* BRIEF
Return each line of the records below that contains the string "tray", copied without changes. Case matters when matching.

### DATASET CONTENT ###

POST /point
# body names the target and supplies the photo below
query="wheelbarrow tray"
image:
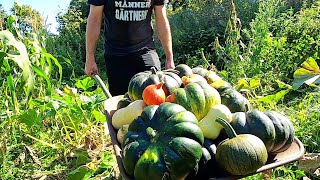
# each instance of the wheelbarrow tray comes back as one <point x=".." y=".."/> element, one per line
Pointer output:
<point x="293" y="153"/>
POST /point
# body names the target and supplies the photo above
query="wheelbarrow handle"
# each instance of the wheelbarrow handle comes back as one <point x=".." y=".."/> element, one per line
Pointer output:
<point x="102" y="85"/>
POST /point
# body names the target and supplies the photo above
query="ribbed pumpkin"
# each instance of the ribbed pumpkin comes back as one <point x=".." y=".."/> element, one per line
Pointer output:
<point x="274" y="129"/>
<point x="124" y="102"/>
<point x="141" y="80"/>
<point x="240" y="154"/>
<point x="198" y="97"/>
<point x="183" y="69"/>
<point x="153" y="94"/>
<point x="165" y="142"/>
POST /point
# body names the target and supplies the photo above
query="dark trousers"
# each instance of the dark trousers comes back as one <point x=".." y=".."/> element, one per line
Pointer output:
<point x="120" y="69"/>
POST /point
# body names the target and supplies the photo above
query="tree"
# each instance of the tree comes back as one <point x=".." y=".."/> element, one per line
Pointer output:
<point x="75" y="18"/>
<point x="28" y="19"/>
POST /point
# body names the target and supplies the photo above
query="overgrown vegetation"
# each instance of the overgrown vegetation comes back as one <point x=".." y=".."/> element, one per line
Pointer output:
<point x="51" y="118"/>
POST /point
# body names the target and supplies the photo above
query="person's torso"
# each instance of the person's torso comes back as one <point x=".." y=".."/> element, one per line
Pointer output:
<point x="128" y="26"/>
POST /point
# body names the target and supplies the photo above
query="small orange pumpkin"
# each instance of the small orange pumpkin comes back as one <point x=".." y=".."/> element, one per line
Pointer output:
<point x="154" y="94"/>
<point x="192" y="78"/>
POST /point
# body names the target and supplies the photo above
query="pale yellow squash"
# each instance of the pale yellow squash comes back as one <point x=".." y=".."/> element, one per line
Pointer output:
<point x="127" y="114"/>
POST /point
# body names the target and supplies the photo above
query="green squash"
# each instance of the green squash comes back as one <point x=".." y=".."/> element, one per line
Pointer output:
<point x="240" y="154"/>
<point x="165" y="142"/>
<point x="141" y="80"/>
<point x="124" y="102"/>
<point x="284" y="131"/>
<point x="197" y="97"/>
<point x="234" y="100"/>
<point x="257" y="123"/>
<point x="183" y="70"/>
<point x="274" y="129"/>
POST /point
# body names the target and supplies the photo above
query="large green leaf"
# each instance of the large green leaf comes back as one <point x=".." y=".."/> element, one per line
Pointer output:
<point x="56" y="62"/>
<point x="20" y="57"/>
<point x="85" y="83"/>
<point x="43" y="74"/>
<point x="309" y="73"/>
<point x="31" y="118"/>
<point x="273" y="98"/>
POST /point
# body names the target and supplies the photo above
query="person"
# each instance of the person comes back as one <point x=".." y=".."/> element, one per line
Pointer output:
<point x="128" y="39"/>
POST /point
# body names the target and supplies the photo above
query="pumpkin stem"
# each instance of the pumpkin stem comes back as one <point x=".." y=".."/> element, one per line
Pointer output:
<point x="230" y="131"/>
<point x="153" y="70"/>
<point x="151" y="133"/>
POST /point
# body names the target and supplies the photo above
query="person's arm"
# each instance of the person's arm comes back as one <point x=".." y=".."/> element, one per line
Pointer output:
<point x="164" y="34"/>
<point x="92" y="35"/>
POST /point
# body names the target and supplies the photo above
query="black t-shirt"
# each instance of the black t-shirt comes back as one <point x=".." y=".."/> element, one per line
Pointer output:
<point x="127" y="24"/>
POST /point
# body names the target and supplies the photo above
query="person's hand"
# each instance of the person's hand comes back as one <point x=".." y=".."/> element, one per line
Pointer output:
<point x="91" y="67"/>
<point x="169" y="64"/>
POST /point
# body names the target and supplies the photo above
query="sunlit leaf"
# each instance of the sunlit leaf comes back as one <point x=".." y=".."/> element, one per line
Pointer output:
<point x="81" y="172"/>
<point x="308" y="74"/>
<point x="31" y="118"/>
<point x="85" y="83"/>
<point x="56" y="62"/>
<point x="99" y="116"/>
<point x="274" y="98"/>
<point x="283" y="85"/>
<point x="242" y="84"/>
<point x="2" y="55"/>
<point x="42" y="74"/>
<point x="21" y="58"/>
<point x="254" y="83"/>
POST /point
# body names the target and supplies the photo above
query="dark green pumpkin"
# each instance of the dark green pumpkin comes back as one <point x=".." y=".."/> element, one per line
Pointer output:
<point x="240" y="154"/>
<point x="284" y="131"/>
<point x="197" y="97"/>
<point x="234" y="100"/>
<point x="141" y="80"/>
<point x="274" y="129"/>
<point x="165" y="142"/>
<point x="183" y="70"/>
<point x="124" y="102"/>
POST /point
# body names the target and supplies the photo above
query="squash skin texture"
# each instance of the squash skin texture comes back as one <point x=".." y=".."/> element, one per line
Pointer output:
<point x="259" y="125"/>
<point x="273" y="128"/>
<point x="141" y="80"/>
<point x="284" y="131"/>
<point x="210" y="128"/>
<point x="127" y="114"/>
<point x="197" y="97"/>
<point x="242" y="155"/>
<point x="184" y="70"/>
<point x="165" y="142"/>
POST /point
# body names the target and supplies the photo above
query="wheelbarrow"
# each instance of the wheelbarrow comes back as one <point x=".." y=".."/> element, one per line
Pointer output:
<point x="292" y="154"/>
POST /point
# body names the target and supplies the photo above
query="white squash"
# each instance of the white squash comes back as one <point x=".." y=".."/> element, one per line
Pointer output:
<point x="127" y="114"/>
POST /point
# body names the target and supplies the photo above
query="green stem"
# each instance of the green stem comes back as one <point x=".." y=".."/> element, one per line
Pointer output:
<point x="230" y="131"/>
<point x="151" y="133"/>
<point x="153" y="70"/>
<point x="42" y="142"/>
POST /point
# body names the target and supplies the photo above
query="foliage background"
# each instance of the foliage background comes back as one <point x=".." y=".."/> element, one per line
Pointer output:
<point x="51" y="121"/>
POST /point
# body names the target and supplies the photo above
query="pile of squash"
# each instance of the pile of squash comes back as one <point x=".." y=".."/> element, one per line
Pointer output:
<point x="188" y="123"/>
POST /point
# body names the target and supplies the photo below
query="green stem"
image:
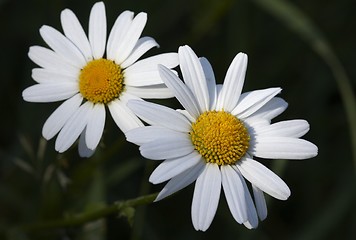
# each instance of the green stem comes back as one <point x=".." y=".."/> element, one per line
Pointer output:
<point x="79" y="219"/>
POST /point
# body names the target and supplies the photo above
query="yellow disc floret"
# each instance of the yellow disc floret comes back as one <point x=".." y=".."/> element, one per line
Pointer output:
<point x="101" y="81"/>
<point x="220" y="137"/>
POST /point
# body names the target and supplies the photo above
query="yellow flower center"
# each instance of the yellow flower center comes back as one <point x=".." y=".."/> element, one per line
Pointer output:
<point x="101" y="81"/>
<point x="220" y="137"/>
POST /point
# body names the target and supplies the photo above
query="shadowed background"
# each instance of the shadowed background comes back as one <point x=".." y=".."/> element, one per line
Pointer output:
<point x="305" y="48"/>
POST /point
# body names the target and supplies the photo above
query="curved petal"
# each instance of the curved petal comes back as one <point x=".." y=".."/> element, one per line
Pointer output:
<point x="43" y="75"/>
<point x="233" y="83"/>
<point x="234" y="193"/>
<point x="60" y="116"/>
<point x="124" y="118"/>
<point x="206" y="197"/>
<point x="263" y="178"/>
<point x="250" y="102"/>
<point x="129" y="40"/>
<point x="63" y="46"/>
<point x="271" y="109"/>
<point x="95" y="126"/>
<point x="147" y="134"/>
<point x="181" y="181"/>
<point x="73" y="127"/>
<point x="194" y="76"/>
<point x="173" y="167"/>
<point x="283" y="148"/>
<point x="170" y="60"/>
<point x="50" y="92"/>
<point x="210" y="80"/>
<point x="142" y="46"/>
<point x="117" y="33"/>
<point x="75" y="32"/>
<point x="166" y="147"/>
<point x="97" y="30"/>
<point x="180" y="90"/>
<point x="260" y="202"/>
<point x="83" y="150"/>
<point x="155" y="114"/>
<point x="49" y="59"/>
<point x="291" y="128"/>
<point x="158" y="91"/>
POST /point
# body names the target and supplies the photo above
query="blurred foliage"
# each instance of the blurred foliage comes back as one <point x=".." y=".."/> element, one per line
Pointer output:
<point x="38" y="185"/>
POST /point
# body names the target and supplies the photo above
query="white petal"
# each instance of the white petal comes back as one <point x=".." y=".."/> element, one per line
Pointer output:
<point x="155" y="114"/>
<point x="181" y="181"/>
<point x="250" y="102"/>
<point x="142" y="79"/>
<point x="158" y="91"/>
<point x="291" y="128"/>
<point x="252" y="219"/>
<point x="170" y="60"/>
<point x="129" y="40"/>
<point x="167" y="147"/>
<point x="233" y="83"/>
<point x="283" y="148"/>
<point x="83" y="150"/>
<point x="260" y="202"/>
<point x="124" y="118"/>
<point x="63" y="46"/>
<point x="142" y="46"/>
<point x="194" y="76"/>
<point x="50" y="92"/>
<point x="210" y="80"/>
<point x="173" y="167"/>
<point x="263" y="178"/>
<point x="95" y="127"/>
<point x="187" y="115"/>
<point x="206" y="197"/>
<point x="60" y="116"/>
<point x="271" y="109"/>
<point x="43" y="75"/>
<point x="118" y="32"/>
<point x="74" y="31"/>
<point x="234" y="193"/>
<point x="97" y="30"/>
<point x="147" y="134"/>
<point x="73" y="127"/>
<point x="180" y="90"/>
<point x="46" y="58"/>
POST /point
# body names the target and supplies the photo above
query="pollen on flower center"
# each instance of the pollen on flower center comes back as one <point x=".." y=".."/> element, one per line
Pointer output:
<point x="101" y="81"/>
<point x="220" y="137"/>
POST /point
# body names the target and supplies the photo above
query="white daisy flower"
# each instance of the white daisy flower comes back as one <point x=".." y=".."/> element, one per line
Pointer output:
<point x="91" y="73"/>
<point x="213" y="141"/>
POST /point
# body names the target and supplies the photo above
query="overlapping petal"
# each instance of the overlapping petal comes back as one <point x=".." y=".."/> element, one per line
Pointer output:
<point x="155" y="114"/>
<point x="74" y="31"/>
<point x="263" y="178"/>
<point x="97" y="30"/>
<point x="60" y="116"/>
<point x="206" y="197"/>
<point x="174" y="166"/>
<point x="233" y="83"/>
<point x="194" y="76"/>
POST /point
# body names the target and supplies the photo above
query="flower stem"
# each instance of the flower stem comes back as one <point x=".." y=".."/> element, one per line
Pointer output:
<point x="74" y="220"/>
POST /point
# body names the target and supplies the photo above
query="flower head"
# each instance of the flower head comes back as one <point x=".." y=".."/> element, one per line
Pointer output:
<point x="214" y="139"/>
<point x="91" y="72"/>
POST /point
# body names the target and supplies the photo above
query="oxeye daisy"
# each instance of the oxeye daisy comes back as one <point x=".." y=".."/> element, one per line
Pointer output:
<point x="92" y="73"/>
<point x="214" y="140"/>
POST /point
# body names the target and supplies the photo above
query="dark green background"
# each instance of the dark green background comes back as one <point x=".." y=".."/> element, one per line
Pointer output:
<point x="322" y="204"/>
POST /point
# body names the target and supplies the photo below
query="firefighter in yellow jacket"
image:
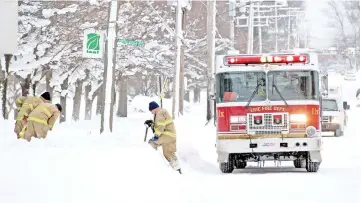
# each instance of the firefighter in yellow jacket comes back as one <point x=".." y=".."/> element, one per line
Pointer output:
<point x="25" y="106"/>
<point x="164" y="134"/>
<point x="41" y="120"/>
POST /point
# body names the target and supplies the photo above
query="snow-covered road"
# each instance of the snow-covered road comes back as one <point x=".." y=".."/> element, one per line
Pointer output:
<point x="75" y="165"/>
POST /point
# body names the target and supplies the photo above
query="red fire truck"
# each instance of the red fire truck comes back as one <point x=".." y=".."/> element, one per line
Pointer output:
<point x="268" y="108"/>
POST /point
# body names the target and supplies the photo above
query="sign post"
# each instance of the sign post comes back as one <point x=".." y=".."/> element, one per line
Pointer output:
<point x="9" y="27"/>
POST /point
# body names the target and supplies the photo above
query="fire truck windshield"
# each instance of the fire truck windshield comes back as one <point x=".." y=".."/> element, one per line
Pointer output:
<point x="239" y="86"/>
<point x="291" y="85"/>
<point x="294" y="85"/>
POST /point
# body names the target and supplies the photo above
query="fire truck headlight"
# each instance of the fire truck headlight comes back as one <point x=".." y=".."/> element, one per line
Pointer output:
<point x="298" y="118"/>
<point x="335" y="119"/>
<point x="237" y="119"/>
<point x="311" y="131"/>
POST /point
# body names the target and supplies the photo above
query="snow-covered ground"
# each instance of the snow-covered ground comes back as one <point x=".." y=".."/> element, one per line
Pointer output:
<point x="75" y="164"/>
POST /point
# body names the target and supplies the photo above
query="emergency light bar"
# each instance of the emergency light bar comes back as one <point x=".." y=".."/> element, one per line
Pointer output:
<point x="234" y="60"/>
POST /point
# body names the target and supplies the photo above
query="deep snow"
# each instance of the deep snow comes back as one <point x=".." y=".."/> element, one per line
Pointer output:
<point x="76" y="164"/>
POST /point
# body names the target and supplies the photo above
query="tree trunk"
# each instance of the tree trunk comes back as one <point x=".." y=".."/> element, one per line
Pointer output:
<point x="77" y="99"/>
<point x="63" y="98"/>
<point x="100" y="99"/>
<point x="186" y="96"/>
<point x="25" y="85"/>
<point x="48" y="77"/>
<point x="197" y="94"/>
<point x="122" y="98"/>
<point x="5" y="86"/>
<point x="34" y="88"/>
<point x="88" y="102"/>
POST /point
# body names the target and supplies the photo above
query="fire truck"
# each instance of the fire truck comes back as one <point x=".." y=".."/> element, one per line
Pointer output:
<point x="267" y="109"/>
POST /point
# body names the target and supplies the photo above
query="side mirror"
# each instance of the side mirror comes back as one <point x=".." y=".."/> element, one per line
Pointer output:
<point x="212" y="97"/>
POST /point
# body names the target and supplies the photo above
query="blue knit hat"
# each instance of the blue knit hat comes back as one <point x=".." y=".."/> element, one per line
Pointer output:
<point x="153" y="105"/>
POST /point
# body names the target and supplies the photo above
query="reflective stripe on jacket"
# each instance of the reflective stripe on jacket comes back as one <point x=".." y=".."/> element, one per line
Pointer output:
<point x="163" y="124"/>
<point x="46" y="114"/>
<point x="28" y="105"/>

###

* REPLY TO THE TASK
query="wheelbarrow tray"
# each instance of the wheelbarrow tray comes back as one <point x=".." y=".."/> element, one per line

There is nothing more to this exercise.